» What is asked:
Replace "Result" with "Output" in the data from the first line through the line containing "236 133 L 238", and return those lines with everything else unchanged.

>> START

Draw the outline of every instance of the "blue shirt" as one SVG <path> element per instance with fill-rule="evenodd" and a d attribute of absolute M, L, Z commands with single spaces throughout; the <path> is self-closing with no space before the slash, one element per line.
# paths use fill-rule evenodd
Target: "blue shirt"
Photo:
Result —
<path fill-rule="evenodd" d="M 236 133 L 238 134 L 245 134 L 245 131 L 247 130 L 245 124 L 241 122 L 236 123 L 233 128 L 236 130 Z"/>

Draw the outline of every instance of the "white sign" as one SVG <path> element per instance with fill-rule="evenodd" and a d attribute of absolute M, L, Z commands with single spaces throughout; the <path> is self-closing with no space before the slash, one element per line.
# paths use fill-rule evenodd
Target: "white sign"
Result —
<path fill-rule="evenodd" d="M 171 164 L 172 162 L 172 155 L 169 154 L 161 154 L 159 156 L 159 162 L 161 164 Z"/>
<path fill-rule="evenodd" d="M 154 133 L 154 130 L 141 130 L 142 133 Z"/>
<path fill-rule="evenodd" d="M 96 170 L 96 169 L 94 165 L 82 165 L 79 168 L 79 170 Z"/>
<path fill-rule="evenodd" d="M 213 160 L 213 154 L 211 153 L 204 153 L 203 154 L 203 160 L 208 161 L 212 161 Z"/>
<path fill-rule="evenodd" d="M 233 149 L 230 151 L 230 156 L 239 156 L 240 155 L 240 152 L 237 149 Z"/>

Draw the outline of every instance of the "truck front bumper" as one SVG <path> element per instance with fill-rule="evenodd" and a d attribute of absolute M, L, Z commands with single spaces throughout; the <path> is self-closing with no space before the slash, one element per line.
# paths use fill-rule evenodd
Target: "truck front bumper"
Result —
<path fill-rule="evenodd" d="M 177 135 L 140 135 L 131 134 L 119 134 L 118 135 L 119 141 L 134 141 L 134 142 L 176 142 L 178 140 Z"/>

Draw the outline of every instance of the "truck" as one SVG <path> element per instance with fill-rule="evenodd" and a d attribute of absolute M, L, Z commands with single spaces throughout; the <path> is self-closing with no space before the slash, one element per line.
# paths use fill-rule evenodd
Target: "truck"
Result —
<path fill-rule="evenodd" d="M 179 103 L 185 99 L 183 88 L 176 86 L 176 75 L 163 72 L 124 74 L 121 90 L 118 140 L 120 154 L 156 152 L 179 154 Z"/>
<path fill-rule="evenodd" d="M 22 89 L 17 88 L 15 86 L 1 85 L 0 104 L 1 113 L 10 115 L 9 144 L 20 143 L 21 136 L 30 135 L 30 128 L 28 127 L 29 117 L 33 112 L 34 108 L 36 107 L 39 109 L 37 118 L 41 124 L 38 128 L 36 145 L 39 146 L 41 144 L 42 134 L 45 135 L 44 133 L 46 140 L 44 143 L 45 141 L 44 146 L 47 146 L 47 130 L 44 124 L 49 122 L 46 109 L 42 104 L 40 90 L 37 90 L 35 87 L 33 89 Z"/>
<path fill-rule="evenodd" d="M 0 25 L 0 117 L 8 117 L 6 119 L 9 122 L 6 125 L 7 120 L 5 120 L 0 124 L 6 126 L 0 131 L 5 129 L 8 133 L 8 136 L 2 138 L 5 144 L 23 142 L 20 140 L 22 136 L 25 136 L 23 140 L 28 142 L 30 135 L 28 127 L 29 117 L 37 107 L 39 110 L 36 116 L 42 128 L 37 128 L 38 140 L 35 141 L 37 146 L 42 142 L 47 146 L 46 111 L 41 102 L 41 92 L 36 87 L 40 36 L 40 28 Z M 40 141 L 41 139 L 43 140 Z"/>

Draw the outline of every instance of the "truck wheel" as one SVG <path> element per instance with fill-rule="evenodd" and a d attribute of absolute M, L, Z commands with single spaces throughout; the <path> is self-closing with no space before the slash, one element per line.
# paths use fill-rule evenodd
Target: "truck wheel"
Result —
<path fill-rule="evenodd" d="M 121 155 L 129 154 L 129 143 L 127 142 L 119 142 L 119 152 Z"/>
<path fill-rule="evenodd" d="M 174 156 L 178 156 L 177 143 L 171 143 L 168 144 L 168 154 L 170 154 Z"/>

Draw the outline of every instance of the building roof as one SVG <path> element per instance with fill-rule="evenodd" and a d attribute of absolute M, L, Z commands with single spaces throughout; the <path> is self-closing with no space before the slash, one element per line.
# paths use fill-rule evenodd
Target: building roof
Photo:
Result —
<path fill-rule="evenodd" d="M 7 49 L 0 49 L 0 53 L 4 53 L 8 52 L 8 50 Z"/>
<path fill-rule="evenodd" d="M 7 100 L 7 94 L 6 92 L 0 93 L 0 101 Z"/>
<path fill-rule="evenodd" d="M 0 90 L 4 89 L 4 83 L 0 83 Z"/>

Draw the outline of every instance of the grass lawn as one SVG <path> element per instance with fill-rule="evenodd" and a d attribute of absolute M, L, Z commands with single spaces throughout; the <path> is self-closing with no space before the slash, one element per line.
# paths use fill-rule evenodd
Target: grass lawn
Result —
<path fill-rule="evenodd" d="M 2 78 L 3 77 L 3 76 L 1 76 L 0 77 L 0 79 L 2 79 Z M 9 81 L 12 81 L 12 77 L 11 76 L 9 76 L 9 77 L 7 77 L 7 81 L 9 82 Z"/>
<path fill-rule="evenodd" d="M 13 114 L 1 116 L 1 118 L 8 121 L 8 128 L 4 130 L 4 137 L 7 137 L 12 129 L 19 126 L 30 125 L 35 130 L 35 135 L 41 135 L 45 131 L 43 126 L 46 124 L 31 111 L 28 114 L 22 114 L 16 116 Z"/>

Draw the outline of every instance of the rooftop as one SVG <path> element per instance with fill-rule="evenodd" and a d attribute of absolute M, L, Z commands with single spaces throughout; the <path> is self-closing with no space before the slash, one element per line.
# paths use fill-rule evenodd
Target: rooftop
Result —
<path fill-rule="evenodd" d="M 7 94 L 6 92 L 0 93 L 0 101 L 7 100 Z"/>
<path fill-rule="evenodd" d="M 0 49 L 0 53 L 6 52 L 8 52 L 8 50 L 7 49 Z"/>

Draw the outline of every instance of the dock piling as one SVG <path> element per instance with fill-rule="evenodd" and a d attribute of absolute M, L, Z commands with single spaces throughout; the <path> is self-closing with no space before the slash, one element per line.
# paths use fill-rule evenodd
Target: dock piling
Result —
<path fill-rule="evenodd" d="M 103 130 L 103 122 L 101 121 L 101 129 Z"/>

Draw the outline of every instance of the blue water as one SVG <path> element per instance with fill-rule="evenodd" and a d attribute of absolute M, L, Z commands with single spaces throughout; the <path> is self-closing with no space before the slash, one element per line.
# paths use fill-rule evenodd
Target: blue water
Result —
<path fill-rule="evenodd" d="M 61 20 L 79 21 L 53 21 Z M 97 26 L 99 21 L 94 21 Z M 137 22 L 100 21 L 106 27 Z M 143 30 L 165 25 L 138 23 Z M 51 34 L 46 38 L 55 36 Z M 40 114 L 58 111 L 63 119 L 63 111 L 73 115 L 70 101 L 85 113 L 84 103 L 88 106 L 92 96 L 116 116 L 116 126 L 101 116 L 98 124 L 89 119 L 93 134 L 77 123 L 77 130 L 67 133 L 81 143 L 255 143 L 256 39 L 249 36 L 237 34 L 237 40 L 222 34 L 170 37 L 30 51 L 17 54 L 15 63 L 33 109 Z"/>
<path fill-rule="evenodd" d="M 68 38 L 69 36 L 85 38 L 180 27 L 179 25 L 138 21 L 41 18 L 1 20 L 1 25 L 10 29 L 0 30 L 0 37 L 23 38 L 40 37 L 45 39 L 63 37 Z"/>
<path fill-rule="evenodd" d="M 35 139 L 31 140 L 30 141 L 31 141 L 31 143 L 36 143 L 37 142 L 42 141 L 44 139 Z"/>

>> END

» Output of the exercise:
Draw the outline of every instance of the "blue shirt" as one SVG <path> element per instance with fill-rule="evenodd" and a d attribute of absolute M, L, Z commands with single spaces throughout; the <path> is self-closing with no space before the slash, one element per line.
# paths use fill-rule evenodd
Target: "blue shirt"
Photo:
Output —
<path fill-rule="evenodd" d="M 236 133 L 238 134 L 245 134 L 245 131 L 247 130 L 245 124 L 241 122 L 236 123 L 233 128 L 236 130 Z"/>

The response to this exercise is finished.